## [What the exercise asks]
Identify every line in the entries below that contains the string "suit", and copy each of those lines. Matching is case-sensitive.

------ Records ------

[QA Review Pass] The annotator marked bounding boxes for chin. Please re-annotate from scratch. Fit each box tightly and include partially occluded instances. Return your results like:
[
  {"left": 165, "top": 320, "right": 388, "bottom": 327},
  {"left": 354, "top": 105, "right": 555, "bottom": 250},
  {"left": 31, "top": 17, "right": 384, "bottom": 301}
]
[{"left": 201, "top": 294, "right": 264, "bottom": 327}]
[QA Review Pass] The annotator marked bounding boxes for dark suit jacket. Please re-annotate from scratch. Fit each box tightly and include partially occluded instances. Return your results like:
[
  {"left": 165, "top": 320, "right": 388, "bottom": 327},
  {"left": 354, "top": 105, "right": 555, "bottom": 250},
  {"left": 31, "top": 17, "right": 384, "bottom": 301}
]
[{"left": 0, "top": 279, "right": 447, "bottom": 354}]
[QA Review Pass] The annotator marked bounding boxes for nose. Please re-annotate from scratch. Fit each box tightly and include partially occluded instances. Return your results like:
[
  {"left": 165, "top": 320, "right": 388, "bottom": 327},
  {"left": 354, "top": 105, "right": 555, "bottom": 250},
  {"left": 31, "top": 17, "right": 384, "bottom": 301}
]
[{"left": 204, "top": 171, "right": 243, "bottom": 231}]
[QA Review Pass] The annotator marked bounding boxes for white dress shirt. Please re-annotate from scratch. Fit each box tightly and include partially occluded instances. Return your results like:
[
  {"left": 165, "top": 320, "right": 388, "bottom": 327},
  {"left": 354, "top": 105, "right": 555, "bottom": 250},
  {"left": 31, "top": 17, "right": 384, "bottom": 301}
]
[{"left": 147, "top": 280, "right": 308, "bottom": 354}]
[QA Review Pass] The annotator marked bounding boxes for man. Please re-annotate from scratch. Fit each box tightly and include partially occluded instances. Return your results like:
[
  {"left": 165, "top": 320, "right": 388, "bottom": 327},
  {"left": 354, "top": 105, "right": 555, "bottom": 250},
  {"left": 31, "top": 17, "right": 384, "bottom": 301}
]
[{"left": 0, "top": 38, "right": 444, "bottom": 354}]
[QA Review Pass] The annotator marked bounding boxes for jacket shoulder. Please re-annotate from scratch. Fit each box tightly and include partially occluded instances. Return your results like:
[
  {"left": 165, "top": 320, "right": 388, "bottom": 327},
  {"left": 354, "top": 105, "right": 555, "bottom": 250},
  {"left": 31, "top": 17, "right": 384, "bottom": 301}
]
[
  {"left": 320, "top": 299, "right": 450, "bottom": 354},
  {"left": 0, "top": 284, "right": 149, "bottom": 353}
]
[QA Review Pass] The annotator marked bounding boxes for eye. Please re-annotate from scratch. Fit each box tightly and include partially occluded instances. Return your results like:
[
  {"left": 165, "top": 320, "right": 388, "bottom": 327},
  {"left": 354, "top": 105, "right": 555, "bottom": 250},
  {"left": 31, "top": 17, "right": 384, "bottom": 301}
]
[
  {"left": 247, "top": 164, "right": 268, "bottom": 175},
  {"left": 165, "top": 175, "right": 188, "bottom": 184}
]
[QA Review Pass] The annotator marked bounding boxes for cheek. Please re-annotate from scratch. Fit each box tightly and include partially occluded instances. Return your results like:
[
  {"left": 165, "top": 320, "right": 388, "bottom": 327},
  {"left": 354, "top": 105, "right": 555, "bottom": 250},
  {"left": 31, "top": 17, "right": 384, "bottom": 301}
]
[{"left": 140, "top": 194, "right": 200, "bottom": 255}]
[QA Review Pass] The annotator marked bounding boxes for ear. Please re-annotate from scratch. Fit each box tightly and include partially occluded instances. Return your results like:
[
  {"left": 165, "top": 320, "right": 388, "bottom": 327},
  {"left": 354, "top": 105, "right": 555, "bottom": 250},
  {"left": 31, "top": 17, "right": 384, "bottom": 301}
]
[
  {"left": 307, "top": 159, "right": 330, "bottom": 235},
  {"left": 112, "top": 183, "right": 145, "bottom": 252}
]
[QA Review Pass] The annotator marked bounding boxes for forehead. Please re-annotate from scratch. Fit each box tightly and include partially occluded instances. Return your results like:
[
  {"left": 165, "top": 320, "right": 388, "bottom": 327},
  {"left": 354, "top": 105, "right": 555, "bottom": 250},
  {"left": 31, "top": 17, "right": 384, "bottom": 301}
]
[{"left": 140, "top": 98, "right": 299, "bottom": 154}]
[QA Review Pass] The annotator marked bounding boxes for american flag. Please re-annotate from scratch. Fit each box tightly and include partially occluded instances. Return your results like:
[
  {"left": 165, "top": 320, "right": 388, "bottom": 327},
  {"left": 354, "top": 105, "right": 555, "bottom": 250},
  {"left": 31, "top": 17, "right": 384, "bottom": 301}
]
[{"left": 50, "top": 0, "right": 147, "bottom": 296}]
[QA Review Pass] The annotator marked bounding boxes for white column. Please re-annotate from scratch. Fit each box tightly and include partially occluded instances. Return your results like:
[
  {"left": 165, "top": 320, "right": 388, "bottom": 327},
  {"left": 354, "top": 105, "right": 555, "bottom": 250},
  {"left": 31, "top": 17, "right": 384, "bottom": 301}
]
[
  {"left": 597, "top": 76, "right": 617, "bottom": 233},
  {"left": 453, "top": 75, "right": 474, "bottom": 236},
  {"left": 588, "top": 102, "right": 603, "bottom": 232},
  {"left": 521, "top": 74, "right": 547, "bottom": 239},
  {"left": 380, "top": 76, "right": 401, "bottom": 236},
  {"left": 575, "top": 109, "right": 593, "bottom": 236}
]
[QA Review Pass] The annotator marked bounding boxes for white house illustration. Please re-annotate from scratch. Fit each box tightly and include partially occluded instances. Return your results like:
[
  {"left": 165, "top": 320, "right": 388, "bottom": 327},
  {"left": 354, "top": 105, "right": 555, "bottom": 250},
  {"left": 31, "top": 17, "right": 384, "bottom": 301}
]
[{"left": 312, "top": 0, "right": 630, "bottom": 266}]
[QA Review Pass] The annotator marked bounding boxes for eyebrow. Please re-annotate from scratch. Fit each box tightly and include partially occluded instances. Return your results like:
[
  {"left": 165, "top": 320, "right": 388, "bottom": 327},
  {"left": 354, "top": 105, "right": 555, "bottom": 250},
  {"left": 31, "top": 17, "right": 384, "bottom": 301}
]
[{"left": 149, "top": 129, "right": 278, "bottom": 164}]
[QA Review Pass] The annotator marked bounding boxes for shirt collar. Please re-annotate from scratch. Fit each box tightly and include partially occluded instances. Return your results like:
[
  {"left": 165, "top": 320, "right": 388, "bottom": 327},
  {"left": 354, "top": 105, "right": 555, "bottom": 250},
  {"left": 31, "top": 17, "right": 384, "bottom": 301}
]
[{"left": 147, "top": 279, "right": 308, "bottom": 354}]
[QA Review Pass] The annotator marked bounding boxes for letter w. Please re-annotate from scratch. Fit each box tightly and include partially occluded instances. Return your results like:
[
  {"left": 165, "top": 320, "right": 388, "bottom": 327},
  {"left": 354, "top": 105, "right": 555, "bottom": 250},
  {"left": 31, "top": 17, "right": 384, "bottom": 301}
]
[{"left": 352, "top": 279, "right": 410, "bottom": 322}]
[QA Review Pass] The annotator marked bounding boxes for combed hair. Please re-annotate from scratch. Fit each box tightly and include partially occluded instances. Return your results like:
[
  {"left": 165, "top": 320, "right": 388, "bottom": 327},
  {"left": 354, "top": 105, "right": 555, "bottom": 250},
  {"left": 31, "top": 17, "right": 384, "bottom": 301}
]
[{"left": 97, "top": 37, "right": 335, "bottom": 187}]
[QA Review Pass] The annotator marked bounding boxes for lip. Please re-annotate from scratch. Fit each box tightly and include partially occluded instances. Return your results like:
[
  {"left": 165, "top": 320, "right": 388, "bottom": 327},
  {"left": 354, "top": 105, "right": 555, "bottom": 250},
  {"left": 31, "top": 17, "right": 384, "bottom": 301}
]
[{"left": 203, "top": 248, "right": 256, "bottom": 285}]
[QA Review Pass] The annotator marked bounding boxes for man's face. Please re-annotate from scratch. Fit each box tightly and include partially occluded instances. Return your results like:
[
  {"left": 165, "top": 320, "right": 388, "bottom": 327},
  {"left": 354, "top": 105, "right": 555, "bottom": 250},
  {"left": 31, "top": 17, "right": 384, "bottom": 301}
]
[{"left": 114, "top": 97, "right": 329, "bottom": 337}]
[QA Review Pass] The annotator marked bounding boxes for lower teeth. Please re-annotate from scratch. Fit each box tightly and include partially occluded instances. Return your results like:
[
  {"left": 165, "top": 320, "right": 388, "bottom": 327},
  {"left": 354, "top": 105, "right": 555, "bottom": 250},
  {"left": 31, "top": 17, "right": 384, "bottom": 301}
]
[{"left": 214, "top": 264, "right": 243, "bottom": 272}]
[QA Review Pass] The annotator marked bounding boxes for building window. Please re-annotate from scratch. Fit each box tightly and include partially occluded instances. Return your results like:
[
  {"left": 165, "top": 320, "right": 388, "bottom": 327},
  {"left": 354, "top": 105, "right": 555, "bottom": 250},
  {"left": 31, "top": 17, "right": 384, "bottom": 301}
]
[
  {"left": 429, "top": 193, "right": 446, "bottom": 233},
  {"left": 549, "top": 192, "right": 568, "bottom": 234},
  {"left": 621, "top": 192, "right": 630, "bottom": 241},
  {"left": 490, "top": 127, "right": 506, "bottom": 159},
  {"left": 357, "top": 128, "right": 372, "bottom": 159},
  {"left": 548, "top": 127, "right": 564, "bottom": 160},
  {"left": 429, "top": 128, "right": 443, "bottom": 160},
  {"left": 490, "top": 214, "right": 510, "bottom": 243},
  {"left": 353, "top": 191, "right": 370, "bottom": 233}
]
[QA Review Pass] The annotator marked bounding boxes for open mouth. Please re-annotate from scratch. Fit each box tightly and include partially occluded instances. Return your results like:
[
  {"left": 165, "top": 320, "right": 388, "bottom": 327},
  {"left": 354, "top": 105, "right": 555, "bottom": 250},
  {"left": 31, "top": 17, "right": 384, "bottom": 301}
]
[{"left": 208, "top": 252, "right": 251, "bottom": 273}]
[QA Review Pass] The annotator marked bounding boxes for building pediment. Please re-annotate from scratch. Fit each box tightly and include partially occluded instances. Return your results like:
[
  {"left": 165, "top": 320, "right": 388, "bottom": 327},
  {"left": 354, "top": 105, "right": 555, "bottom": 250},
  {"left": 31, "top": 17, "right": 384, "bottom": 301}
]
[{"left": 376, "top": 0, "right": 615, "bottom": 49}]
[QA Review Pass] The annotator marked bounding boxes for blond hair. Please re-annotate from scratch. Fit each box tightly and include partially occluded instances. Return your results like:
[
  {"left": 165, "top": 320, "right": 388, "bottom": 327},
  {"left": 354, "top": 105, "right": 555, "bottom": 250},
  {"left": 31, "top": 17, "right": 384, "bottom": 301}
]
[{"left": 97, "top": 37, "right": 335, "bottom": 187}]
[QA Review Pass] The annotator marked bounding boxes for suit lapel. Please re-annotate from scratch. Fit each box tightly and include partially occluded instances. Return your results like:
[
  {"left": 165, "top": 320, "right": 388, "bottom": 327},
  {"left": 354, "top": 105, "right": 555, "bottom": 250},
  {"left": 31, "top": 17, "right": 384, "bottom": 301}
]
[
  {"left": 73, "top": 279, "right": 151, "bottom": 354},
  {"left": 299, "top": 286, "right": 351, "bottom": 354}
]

------

## [Solved problem]
[QA Review Pass] The annotator marked bounding boxes for dark suit jacket. Please re-annotate from scratch. Fit each box tightly and include partially occluded instances. Return your results like:
[QA Review Pass] The annotator marked bounding boxes for suit lapel. Please re-annotate from scratch. Fit each box tightly and include partially occluded instances. Return your results like:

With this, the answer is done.